* Prompt *
With the line containing "in hijab holding" as the first line and the last line of the records as the final one, reproduce that range exactly.

— Begin —

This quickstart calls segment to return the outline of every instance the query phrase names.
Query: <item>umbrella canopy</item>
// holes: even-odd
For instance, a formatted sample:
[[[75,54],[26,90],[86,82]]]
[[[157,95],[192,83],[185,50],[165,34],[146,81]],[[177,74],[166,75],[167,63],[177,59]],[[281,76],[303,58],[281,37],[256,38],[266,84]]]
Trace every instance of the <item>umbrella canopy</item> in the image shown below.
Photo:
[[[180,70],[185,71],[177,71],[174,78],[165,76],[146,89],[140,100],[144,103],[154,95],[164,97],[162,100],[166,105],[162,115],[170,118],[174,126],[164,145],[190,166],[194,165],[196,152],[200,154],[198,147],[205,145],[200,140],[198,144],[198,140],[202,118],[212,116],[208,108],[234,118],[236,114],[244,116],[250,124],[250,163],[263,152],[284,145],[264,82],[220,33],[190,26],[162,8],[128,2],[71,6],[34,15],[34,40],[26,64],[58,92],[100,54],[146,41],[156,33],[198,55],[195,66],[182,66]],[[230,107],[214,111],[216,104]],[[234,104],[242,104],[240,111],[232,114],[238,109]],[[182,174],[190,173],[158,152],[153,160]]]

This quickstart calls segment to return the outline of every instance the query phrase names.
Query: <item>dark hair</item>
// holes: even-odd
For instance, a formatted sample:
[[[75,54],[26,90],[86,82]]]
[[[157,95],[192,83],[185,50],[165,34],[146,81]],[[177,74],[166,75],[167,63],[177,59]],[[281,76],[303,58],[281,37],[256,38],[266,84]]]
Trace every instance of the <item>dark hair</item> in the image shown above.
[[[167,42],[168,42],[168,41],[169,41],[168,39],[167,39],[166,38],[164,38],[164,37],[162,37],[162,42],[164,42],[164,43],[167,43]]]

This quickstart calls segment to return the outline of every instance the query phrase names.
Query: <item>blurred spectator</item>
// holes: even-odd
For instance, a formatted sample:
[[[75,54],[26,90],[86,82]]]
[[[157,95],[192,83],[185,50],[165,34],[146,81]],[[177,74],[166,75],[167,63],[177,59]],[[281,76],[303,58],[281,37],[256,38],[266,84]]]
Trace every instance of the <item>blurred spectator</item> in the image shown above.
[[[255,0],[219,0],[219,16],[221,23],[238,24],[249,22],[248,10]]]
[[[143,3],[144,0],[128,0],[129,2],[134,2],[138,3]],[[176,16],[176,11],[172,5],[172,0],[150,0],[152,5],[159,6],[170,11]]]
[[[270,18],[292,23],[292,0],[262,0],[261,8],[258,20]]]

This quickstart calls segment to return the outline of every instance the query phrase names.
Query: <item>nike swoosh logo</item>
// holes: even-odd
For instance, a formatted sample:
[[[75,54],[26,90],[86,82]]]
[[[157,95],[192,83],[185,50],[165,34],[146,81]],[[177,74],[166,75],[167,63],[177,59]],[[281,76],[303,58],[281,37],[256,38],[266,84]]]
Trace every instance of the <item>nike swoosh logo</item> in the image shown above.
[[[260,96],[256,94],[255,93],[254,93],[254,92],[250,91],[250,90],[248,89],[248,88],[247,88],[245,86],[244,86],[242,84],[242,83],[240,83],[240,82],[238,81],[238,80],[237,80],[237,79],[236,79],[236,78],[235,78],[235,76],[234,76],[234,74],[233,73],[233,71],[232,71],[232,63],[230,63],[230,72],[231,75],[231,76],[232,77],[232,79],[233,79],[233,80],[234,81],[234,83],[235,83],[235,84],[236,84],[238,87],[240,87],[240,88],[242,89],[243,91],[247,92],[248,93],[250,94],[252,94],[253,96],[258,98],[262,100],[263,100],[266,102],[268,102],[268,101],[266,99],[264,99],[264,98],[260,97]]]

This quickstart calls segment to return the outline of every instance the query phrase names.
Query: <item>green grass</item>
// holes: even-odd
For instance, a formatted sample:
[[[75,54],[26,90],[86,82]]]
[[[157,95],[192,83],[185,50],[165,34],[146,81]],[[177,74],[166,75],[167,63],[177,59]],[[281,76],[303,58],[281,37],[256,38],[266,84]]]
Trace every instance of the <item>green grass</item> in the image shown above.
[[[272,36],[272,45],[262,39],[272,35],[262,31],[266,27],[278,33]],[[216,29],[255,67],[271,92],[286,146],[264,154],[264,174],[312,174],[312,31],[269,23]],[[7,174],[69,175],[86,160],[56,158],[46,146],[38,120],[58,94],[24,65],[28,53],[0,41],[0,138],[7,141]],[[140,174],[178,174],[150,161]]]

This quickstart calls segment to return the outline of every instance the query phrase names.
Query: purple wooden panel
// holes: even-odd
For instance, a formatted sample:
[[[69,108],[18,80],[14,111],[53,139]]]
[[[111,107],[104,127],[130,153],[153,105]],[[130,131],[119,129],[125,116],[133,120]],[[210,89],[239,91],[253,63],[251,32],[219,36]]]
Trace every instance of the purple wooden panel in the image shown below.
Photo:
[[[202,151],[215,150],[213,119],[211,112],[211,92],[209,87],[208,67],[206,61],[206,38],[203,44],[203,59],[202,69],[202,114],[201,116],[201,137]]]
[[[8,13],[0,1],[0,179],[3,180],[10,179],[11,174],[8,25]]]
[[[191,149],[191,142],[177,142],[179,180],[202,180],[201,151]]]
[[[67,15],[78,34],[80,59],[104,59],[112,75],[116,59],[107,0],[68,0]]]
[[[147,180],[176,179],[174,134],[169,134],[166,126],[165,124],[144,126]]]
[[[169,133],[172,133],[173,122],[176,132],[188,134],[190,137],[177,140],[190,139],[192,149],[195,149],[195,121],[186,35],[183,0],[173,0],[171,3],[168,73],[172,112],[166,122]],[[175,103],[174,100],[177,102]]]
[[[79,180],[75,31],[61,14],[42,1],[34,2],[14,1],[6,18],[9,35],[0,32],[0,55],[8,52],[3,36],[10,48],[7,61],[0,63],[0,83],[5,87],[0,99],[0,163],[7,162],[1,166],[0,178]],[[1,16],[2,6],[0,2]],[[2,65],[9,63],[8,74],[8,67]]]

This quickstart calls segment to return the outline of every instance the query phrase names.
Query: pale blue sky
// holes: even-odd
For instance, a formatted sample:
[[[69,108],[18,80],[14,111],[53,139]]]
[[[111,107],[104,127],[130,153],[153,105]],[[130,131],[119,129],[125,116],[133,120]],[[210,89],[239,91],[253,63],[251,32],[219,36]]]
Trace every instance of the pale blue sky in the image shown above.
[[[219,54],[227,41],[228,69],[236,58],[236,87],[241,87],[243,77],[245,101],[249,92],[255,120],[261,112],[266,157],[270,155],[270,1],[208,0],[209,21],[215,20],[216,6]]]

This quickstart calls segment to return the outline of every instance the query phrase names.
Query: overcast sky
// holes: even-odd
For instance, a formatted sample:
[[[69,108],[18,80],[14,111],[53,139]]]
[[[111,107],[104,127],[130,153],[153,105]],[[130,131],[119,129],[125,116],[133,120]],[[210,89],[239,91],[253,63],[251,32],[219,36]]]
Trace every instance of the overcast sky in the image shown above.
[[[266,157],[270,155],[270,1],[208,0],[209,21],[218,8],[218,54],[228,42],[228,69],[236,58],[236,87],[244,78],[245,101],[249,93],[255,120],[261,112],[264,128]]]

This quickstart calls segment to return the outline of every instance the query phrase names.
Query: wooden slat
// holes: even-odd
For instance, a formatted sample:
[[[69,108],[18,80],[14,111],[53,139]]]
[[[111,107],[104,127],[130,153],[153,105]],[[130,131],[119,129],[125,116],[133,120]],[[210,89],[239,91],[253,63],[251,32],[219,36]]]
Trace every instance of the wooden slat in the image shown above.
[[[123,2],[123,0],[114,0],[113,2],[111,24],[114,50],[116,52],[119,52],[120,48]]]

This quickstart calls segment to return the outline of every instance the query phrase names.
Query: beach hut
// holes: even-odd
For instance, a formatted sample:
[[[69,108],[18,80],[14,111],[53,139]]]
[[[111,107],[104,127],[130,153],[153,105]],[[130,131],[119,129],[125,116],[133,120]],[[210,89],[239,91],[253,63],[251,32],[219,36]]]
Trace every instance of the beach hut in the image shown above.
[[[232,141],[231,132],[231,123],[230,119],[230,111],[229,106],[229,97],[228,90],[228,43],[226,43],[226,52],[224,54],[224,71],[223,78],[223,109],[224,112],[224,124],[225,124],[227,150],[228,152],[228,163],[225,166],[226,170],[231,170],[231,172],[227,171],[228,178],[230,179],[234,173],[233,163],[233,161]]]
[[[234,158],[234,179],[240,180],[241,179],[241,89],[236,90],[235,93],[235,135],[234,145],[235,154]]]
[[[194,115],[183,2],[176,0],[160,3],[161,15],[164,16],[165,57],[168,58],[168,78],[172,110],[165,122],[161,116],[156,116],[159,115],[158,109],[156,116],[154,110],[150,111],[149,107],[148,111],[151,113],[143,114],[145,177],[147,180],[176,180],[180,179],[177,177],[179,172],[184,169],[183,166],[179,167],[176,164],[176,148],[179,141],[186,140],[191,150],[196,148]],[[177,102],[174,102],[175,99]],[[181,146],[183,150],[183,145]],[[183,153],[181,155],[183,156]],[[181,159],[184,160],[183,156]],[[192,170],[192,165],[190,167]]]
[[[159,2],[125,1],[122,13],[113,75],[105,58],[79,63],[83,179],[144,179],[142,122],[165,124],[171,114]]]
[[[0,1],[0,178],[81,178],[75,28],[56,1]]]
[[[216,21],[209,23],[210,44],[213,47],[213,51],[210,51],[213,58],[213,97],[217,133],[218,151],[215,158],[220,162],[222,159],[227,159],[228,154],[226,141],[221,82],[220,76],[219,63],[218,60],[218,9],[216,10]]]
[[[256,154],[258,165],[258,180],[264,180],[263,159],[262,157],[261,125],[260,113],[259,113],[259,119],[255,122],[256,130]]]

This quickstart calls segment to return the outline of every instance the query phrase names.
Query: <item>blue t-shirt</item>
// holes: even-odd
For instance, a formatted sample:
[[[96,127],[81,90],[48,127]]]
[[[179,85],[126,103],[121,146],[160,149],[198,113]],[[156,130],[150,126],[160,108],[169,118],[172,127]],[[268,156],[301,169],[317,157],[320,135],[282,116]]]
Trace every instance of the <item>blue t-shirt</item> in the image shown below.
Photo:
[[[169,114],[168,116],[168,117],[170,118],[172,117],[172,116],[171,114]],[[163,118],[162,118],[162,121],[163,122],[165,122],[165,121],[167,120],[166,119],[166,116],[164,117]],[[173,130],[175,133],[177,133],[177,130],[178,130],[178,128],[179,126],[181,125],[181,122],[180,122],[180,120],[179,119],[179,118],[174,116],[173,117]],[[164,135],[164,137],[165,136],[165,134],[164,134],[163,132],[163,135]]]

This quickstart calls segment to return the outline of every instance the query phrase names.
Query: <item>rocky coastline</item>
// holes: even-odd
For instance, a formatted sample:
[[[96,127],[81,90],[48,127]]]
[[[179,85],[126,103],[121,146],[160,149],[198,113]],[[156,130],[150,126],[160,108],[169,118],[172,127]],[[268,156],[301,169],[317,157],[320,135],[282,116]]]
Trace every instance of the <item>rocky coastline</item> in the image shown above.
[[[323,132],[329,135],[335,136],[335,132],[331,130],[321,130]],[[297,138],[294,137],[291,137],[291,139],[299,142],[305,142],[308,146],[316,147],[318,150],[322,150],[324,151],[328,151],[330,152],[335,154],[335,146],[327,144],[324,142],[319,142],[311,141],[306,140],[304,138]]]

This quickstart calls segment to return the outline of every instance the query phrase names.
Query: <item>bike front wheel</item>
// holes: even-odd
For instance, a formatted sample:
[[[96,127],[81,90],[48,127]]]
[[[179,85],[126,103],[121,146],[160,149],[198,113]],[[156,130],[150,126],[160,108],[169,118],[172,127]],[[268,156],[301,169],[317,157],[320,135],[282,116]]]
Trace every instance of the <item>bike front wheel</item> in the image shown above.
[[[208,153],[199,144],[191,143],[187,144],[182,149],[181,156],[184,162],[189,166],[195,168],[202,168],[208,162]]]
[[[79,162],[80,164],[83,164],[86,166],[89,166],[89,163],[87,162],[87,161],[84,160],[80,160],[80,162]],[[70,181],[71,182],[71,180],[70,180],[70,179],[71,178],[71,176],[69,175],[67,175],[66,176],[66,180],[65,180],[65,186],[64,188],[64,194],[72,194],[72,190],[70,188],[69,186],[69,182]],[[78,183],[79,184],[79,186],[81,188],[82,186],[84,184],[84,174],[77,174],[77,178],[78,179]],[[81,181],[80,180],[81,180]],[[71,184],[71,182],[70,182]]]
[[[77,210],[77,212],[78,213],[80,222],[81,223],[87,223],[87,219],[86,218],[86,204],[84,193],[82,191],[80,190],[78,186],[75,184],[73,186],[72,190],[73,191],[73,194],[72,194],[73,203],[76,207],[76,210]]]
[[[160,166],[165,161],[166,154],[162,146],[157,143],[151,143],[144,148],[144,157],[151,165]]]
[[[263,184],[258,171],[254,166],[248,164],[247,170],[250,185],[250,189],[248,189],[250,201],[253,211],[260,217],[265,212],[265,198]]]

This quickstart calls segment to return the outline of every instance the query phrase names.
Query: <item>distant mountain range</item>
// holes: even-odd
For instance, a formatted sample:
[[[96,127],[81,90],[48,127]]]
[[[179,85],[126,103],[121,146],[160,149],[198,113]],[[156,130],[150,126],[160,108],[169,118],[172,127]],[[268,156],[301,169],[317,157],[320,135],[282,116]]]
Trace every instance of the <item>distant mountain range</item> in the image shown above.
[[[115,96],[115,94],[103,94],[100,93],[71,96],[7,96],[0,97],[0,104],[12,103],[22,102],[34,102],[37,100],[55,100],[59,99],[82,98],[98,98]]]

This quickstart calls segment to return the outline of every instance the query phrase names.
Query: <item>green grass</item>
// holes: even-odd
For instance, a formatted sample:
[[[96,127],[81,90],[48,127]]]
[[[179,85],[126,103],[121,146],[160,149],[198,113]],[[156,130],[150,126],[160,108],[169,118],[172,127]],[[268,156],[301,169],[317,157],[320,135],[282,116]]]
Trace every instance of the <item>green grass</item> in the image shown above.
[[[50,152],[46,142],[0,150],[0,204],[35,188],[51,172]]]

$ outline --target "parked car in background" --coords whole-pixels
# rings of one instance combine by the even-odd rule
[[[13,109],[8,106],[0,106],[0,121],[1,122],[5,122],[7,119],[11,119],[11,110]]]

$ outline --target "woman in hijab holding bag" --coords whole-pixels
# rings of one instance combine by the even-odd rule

— End —

* Result of this exercise *
$ outline --target "woman in hijab holding bag" --coords whole-pixels
# rings of one instance combine by the even-odd rule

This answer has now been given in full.